(Location labeling records)
- - -
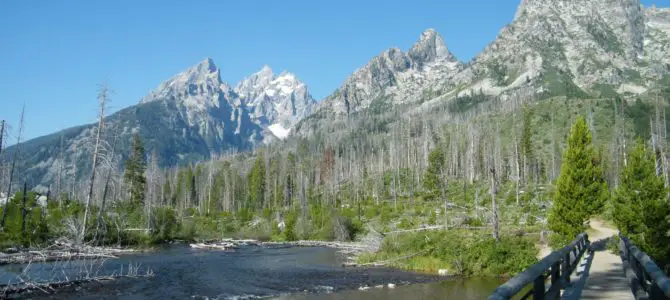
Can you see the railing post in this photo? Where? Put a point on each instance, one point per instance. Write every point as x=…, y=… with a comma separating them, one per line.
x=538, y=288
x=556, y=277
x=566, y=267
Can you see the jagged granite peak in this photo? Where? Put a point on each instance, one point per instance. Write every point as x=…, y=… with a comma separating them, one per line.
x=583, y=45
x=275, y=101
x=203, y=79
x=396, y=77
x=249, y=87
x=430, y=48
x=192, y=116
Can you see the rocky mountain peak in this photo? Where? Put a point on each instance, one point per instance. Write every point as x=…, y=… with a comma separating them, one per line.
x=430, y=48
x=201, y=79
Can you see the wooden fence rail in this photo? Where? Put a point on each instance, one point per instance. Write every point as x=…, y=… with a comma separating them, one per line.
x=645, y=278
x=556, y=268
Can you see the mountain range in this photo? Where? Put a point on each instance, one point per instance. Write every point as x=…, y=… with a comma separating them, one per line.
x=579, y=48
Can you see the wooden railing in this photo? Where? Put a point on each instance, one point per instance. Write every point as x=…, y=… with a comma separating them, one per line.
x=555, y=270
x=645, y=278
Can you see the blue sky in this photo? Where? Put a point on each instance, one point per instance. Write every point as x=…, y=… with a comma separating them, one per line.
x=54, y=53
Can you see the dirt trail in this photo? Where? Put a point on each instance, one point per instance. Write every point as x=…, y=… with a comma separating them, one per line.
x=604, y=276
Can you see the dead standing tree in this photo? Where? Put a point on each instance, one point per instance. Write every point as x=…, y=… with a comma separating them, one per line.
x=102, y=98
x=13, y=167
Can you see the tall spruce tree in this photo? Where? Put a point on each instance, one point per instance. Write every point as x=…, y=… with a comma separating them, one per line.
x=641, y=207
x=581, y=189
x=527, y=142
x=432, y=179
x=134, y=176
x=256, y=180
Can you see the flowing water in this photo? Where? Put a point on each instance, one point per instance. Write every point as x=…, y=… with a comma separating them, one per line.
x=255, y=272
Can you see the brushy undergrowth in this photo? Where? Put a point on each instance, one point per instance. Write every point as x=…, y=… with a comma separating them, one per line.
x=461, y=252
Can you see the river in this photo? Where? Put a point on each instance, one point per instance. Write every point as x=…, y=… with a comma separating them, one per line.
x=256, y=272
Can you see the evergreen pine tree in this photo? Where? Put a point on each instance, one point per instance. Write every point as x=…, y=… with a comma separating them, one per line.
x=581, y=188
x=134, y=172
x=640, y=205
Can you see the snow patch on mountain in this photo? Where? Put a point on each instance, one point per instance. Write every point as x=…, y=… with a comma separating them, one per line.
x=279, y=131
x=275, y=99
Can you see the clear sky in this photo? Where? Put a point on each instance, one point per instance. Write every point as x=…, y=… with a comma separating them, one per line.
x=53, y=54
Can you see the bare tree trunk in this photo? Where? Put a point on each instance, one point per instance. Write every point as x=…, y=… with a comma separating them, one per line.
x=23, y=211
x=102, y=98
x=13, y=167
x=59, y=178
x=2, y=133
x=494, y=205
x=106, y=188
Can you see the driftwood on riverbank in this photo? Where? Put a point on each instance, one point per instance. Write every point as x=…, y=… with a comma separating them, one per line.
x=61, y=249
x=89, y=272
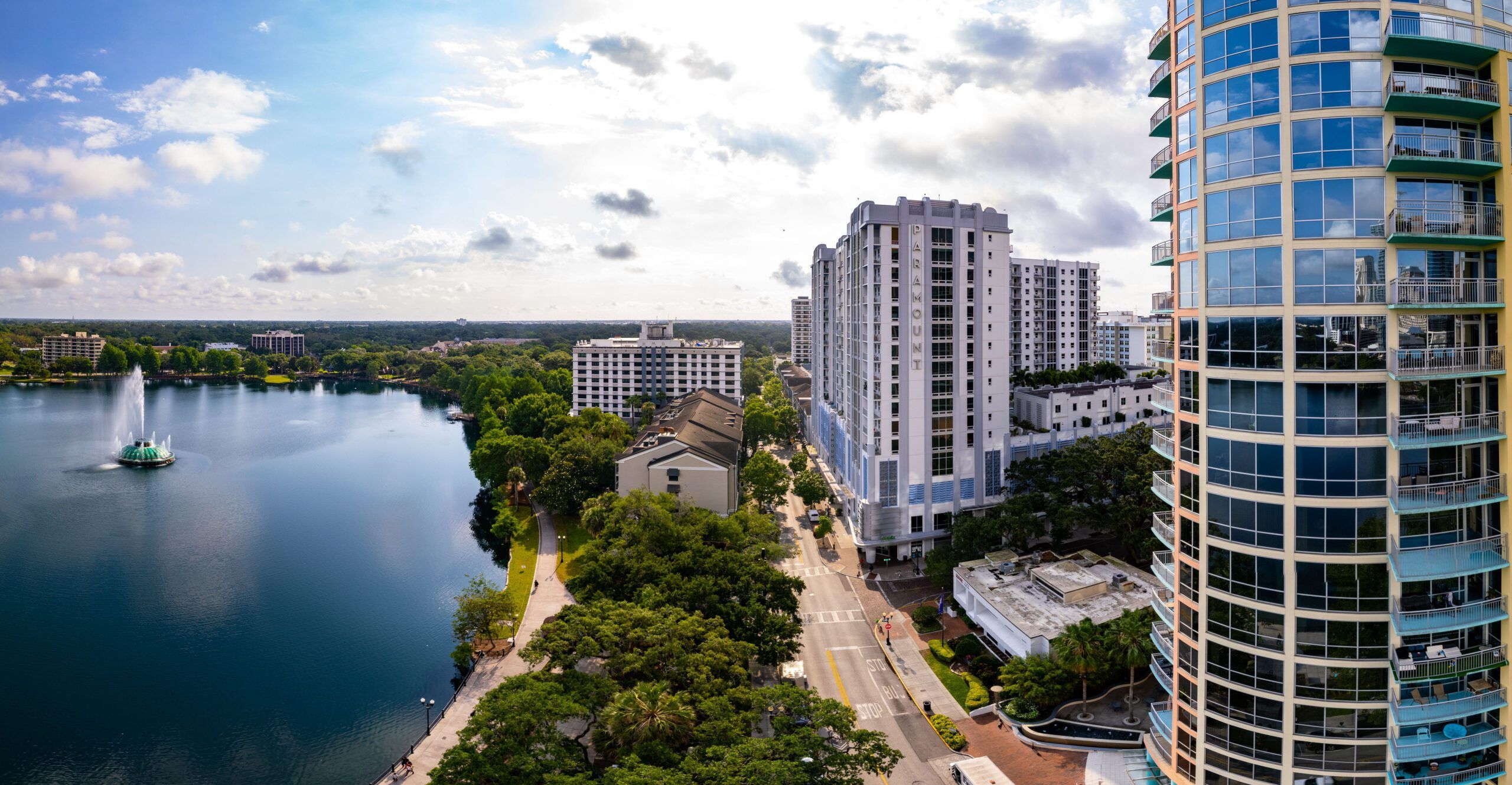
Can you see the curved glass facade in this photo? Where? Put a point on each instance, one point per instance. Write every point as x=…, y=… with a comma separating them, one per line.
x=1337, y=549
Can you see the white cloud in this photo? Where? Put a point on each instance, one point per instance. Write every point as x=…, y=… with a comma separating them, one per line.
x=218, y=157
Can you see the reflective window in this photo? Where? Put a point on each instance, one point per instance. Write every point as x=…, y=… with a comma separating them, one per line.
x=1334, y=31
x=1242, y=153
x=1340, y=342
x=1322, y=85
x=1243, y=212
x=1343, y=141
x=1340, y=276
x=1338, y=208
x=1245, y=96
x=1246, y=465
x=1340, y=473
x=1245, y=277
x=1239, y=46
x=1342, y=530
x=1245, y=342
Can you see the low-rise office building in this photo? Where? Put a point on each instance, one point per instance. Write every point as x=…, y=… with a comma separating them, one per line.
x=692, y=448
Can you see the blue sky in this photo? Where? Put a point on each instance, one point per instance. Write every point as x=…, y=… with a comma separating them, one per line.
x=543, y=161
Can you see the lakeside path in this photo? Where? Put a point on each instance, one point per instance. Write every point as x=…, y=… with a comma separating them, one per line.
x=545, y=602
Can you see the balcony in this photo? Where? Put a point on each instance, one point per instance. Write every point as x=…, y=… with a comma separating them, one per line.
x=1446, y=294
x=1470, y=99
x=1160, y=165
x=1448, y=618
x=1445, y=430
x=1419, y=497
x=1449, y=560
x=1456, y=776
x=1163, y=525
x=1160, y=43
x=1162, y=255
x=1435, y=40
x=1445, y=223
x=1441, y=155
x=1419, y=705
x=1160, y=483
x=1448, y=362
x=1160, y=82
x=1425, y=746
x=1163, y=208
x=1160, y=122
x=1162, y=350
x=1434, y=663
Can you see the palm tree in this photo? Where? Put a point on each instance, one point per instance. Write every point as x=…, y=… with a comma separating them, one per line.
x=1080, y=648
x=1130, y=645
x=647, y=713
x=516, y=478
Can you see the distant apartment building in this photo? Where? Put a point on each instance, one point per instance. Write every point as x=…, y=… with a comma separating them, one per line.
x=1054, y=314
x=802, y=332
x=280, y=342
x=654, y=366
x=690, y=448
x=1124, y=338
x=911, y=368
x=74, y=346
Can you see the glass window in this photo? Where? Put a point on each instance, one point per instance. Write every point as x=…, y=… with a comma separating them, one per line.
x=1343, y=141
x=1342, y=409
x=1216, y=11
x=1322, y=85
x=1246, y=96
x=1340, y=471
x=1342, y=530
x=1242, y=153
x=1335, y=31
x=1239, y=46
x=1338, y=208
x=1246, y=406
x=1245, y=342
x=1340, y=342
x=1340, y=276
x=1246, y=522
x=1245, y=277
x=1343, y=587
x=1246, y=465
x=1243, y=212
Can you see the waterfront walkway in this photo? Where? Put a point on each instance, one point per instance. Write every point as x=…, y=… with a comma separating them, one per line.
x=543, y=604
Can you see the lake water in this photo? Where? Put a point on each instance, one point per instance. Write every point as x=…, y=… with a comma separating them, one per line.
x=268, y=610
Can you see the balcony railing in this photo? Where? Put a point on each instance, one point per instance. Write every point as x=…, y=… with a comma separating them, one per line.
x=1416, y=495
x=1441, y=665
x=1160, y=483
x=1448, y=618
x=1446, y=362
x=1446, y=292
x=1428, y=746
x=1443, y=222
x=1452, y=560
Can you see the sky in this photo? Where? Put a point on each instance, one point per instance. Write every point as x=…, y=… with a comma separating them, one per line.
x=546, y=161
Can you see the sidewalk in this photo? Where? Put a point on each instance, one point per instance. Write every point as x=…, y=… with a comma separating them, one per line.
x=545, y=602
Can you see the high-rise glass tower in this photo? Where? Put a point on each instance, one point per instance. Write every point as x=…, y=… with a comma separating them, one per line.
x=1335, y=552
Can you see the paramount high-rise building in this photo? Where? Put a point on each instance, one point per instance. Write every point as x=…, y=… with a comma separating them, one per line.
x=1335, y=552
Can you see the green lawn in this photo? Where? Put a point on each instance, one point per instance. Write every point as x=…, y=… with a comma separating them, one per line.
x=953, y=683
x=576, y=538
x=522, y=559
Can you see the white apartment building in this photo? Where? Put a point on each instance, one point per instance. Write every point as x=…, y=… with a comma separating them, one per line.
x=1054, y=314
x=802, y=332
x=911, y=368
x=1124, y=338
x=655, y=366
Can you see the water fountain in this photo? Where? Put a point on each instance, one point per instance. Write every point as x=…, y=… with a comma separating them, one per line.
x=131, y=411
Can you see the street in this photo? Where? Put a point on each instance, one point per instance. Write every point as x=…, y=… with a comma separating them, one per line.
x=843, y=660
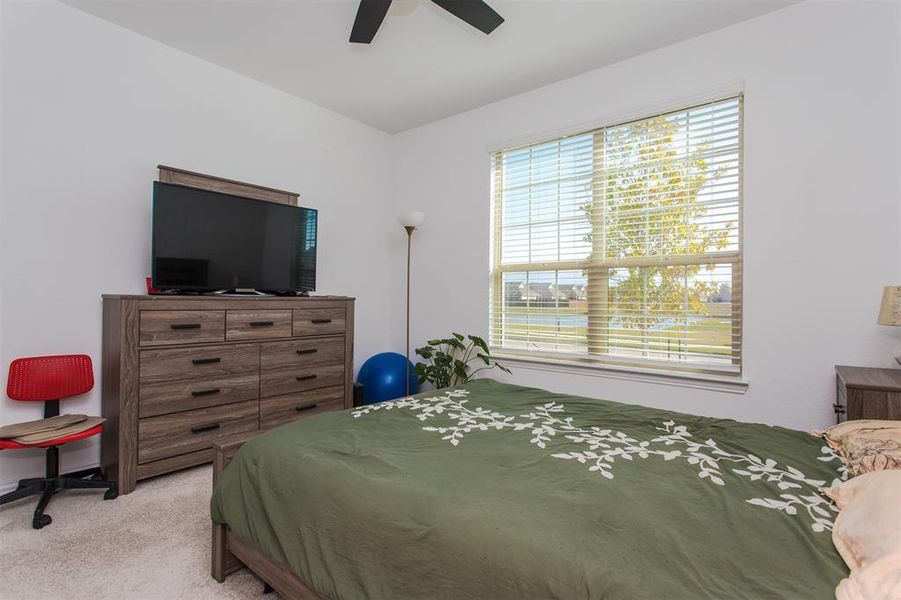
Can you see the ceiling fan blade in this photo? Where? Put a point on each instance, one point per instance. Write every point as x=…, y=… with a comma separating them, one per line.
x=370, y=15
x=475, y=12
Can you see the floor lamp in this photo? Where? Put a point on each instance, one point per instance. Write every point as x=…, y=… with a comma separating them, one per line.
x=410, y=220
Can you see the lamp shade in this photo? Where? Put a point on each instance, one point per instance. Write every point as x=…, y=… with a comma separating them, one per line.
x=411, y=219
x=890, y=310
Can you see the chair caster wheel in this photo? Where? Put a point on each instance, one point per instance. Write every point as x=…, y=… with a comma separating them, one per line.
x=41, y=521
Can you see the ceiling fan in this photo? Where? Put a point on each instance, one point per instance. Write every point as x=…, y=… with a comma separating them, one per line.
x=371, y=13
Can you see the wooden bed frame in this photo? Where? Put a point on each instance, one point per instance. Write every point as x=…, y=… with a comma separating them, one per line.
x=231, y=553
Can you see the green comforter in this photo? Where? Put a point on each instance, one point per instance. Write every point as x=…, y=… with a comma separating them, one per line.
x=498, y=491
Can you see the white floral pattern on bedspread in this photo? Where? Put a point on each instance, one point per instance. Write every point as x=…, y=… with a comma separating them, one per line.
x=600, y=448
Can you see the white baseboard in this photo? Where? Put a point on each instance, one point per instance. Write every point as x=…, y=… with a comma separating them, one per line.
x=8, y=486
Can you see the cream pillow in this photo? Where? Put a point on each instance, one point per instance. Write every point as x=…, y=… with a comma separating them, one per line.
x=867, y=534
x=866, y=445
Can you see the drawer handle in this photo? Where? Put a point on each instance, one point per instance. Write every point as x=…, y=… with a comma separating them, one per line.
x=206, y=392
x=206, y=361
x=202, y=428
- - -
_TASK DIRECTIONS_
Output an exact copy of the lines beginning at the one that holds "Can you see the wooden bed" and running through the final line of the records.

_EXPECTED OUTPUT_
Can you see the wooden bed frame in this photo? Where? Put a point on each instance, one point per instance. Write every point as x=…, y=… with a comma separating them, one per line.
x=231, y=553
Can you see the green comforter in this photo? Where? Put a point on each instance, one point per instance. Write every point as x=…, y=… with a comma separating them, one per line.
x=498, y=491
Can you see the white floral pattern on bedspread in this photo? Where? Put a point on each instance, one point per instance. Write every point as x=…, y=… with a comma separating them, one per line.
x=600, y=448
Can you see the white baseboard in this photo? Where? Put a point on each instance, one point per instance. Write every point as x=…, y=… with a comma separating them, one per line.
x=8, y=486
Can you see the cream pillow in this photo? Where? Put a point on each instance, one point per instance. Write every point as x=…, y=… with a comma separating them, one per line.
x=867, y=534
x=866, y=445
Can you see the drawer handle in this photo? Where? Put a point on each instance, one point per instance. Write every point as x=…, y=… with a comma separating them, one per line.
x=206, y=392
x=206, y=361
x=202, y=428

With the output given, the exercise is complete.